Reproduce the lines below verbatim, from the line containing "Do you see any shrub in the picture above?" through the line containing "[944,784,997,800]", including both of those lines.

++++ Data for this exercise

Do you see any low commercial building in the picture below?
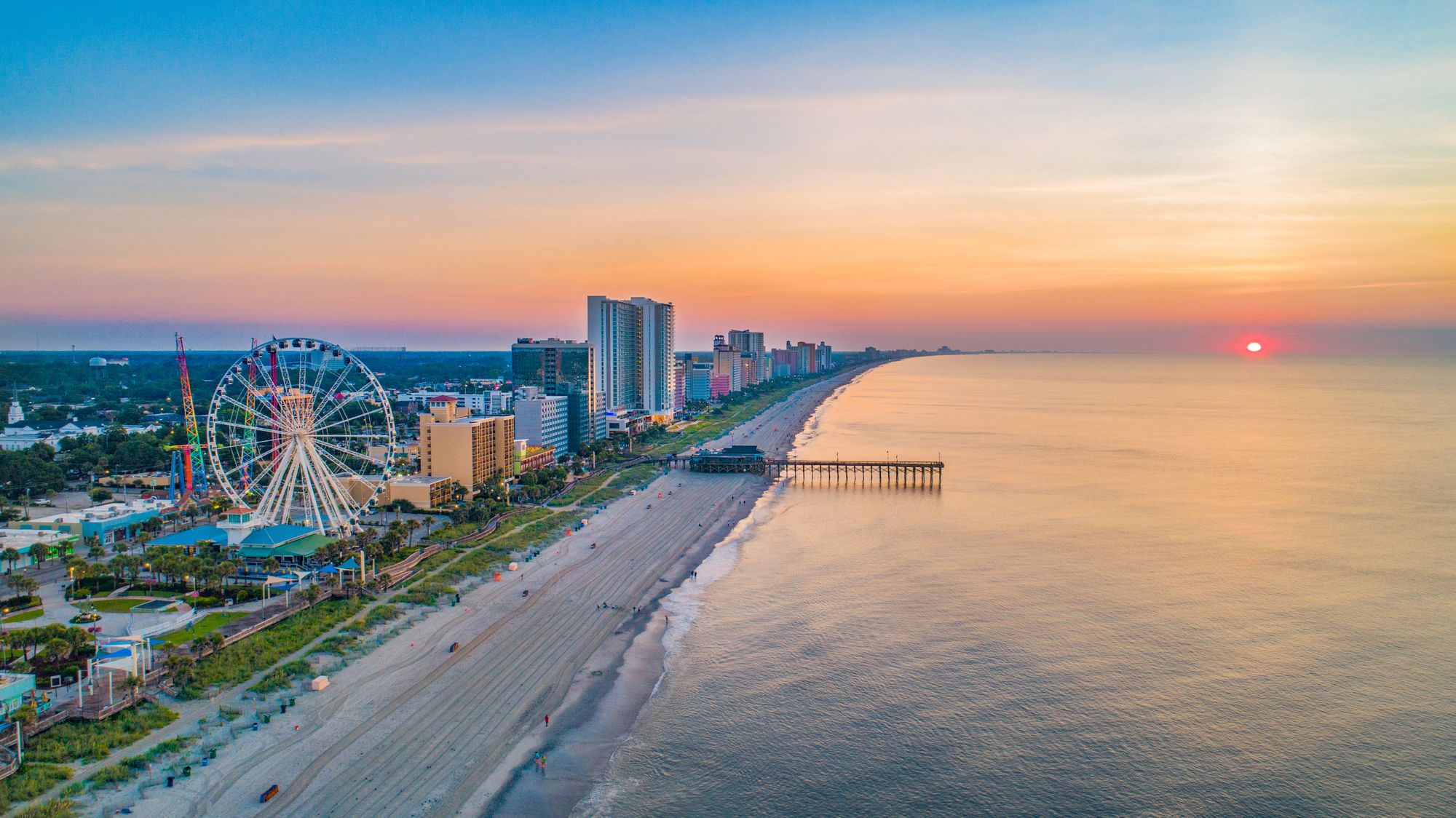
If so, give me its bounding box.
[419,396,517,493]
[515,440,556,476]
[0,528,80,565]
[397,389,511,416]
[96,472,172,491]
[7,499,178,546]
[0,671,35,718]
[607,410,654,437]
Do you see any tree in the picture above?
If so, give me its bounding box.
[125,674,147,704]
[10,573,41,594]
[10,704,38,728]
[163,654,197,686]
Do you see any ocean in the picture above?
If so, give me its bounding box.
[578,355,1456,817]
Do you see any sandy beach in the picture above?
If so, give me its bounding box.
[116,370,852,817]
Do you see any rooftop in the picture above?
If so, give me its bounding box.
[15,499,176,525]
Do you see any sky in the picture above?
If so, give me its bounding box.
[0,0,1456,354]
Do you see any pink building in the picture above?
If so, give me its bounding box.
[708,374,732,400]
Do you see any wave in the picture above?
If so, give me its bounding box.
[571,373,863,818]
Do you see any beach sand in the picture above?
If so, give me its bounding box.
[116,370,862,817]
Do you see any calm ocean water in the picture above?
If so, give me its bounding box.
[584,355,1456,817]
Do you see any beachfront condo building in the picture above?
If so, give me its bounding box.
[511,338,607,454]
[587,295,677,421]
[713,335,743,392]
[515,386,571,454]
[419,396,515,493]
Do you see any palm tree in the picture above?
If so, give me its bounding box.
[10,573,41,595]
[165,654,197,684]
[45,636,71,662]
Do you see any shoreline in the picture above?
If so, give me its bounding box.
[486,367,874,817]
[88,362,885,817]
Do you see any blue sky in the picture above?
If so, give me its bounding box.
[0,1,1456,349]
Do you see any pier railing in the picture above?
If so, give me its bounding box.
[661,456,945,488]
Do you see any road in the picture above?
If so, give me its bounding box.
[134,371,834,817]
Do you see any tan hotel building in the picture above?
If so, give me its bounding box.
[419,396,515,493]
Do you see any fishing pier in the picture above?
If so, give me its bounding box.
[661,445,945,488]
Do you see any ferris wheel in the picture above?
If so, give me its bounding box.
[207,338,397,533]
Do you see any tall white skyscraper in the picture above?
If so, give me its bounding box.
[587,295,677,415]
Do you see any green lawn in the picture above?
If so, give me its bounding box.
[157,611,248,648]
[76,597,167,613]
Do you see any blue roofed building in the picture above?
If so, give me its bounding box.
[151,508,333,578]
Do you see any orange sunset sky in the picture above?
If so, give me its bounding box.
[0,3,1456,352]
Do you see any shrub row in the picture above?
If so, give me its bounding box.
[178,597,367,699]
[25,702,178,764]
[0,763,71,809]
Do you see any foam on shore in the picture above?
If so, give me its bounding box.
[483,376,859,815]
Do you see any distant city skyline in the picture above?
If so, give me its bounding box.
[0,0,1456,352]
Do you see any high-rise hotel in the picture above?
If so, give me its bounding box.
[587,295,677,419]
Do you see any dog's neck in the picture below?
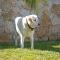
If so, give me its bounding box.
[27,21,34,31]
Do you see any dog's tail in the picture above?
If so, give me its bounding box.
[15,17,22,34]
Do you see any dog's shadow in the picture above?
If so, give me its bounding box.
[25,40,60,52]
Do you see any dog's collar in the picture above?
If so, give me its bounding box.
[27,21,34,30]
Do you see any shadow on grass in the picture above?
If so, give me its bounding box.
[25,40,60,52]
[0,40,60,53]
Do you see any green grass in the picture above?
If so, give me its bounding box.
[0,40,60,60]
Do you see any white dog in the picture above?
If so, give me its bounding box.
[15,15,38,48]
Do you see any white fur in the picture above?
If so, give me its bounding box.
[15,15,38,48]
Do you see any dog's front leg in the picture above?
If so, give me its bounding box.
[20,35,24,48]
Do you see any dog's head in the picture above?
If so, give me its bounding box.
[27,15,38,28]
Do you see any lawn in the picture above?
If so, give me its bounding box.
[0,40,60,60]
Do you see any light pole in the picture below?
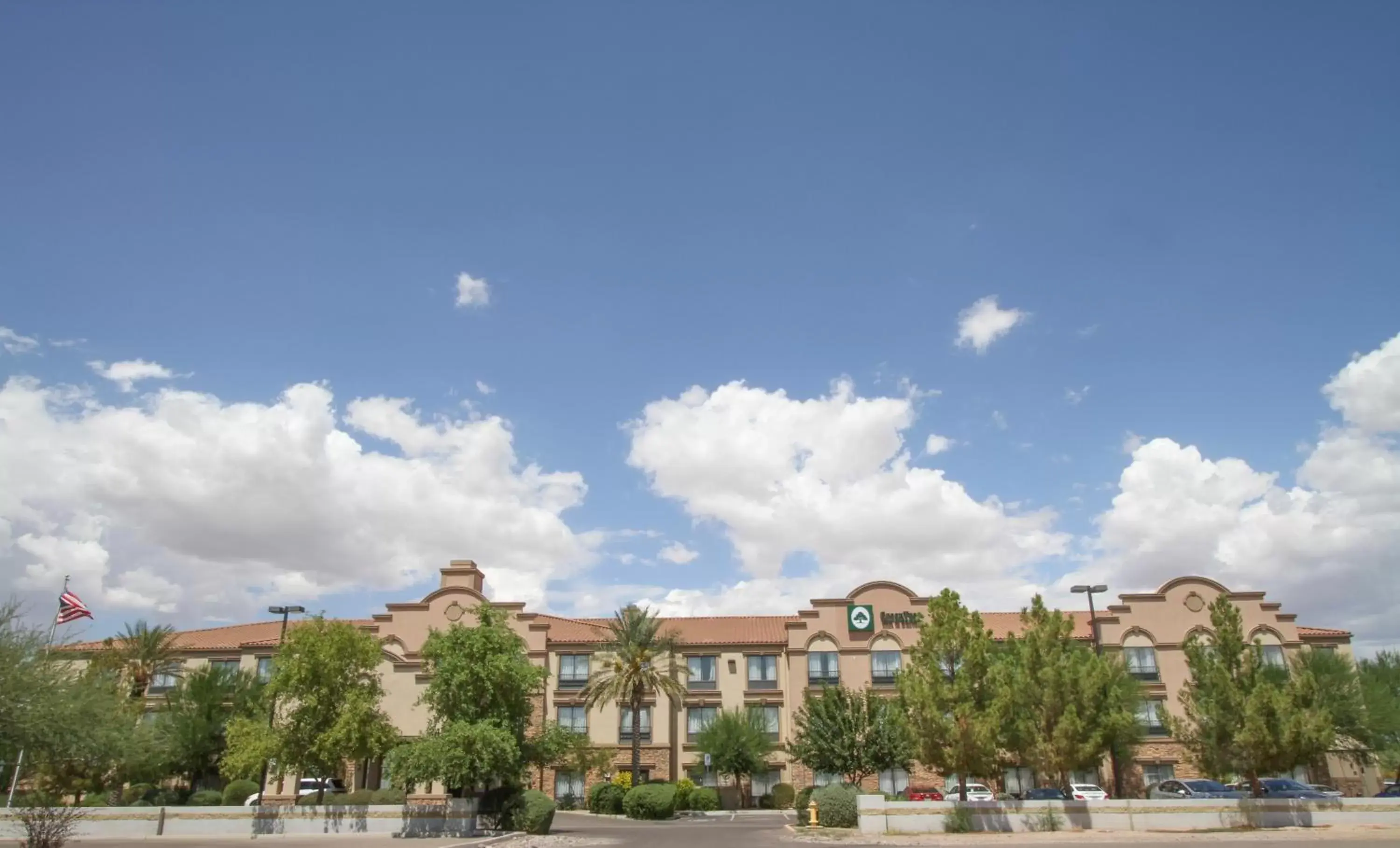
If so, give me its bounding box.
[1070,584,1123,799]
[258,606,307,806]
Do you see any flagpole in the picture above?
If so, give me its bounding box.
[4,574,69,809]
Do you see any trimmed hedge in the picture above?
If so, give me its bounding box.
[690,786,720,813]
[588,784,627,816]
[622,784,676,819]
[812,784,860,827]
[185,789,224,807]
[224,781,258,807]
[514,789,554,834]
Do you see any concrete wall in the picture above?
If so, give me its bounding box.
[0,799,477,838]
[857,795,1400,834]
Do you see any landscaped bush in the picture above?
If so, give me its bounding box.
[188,789,224,807]
[588,784,624,816]
[224,781,258,807]
[771,784,797,810]
[514,789,554,834]
[622,784,676,819]
[690,786,720,813]
[812,784,860,827]
[676,778,696,810]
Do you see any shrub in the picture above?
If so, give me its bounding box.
[773,784,797,810]
[188,789,224,807]
[514,789,554,834]
[690,786,720,812]
[676,778,696,810]
[812,784,860,827]
[622,784,676,819]
[224,781,258,807]
[588,784,626,816]
[370,789,409,805]
[944,802,972,833]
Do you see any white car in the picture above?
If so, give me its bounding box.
[244,778,346,807]
[944,784,997,800]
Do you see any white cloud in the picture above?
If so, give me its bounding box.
[956,295,1030,354]
[0,327,39,355]
[627,381,1068,613]
[0,378,598,623]
[924,432,955,456]
[456,271,491,306]
[1064,339,1400,645]
[657,542,700,565]
[88,360,175,392]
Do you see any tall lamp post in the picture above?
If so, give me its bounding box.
[1070,584,1123,798]
[258,606,307,806]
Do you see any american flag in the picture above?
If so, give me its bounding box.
[59,592,92,624]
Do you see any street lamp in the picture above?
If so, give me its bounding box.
[1070,584,1123,798]
[258,606,307,806]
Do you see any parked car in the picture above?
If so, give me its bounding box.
[903,786,944,800]
[244,778,346,807]
[1147,779,1245,798]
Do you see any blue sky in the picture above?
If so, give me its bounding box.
[0,1,1400,652]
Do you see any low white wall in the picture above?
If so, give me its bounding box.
[0,799,477,838]
[857,795,1400,834]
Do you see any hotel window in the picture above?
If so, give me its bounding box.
[1123,633,1162,680]
[617,707,651,742]
[686,656,720,688]
[686,707,720,742]
[749,704,781,742]
[879,768,909,795]
[745,655,778,688]
[559,707,588,733]
[1138,701,1166,736]
[559,653,588,688]
[806,651,841,686]
[871,651,900,686]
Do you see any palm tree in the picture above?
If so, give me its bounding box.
[113,620,179,698]
[582,606,687,784]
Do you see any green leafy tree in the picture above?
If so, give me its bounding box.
[788,686,914,784]
[697,709,773,812]
[1166,595,1336,798]
[389,603,546,791]
[155,666,262,788]
[897,589,1000,800]
[993,595,1140,786]
[220,616,398,803]
[1357,651,1400,781]
[584,606,686,775]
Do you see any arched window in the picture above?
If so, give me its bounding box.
[1123,633,1162,680]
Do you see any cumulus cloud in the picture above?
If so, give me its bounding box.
[456,271,491,306]
[657,542,700,565]
[627,381,1068,613]
[0,378,598,621]
[0,327,39,355]
[956,295,1030,354]
[88,360,175,392]
[1064,336,1400,645]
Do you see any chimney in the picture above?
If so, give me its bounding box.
[440,560,486,595]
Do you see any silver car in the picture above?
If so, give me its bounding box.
[1147,778,1245,798]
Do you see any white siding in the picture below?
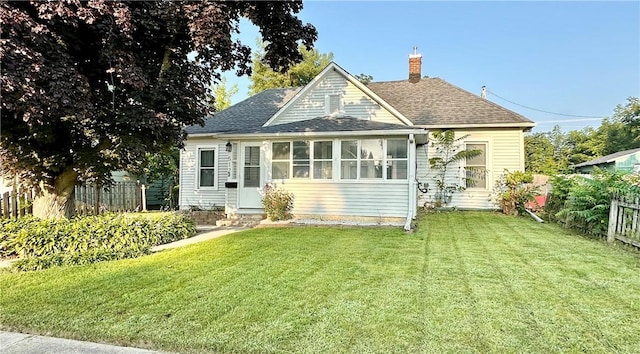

++++++++

■ Reply
Do you see any shrub in the picture above?
If so, give me its bounding box.
[773,784,797,810]
[188,789,224,807]
[514,789,554,834]
[690,786,720,812]
[676,778,696,810]
[812,784,860,827]
[622,784,676,819]
[224,781,258,807]
[588,784,626,816]
[370,789,409,805]
[944,802,972,833]
Do you see any white car in the picture above?
If so, give me its bounding box.
[244,778,346,807]
[944,784,997,800]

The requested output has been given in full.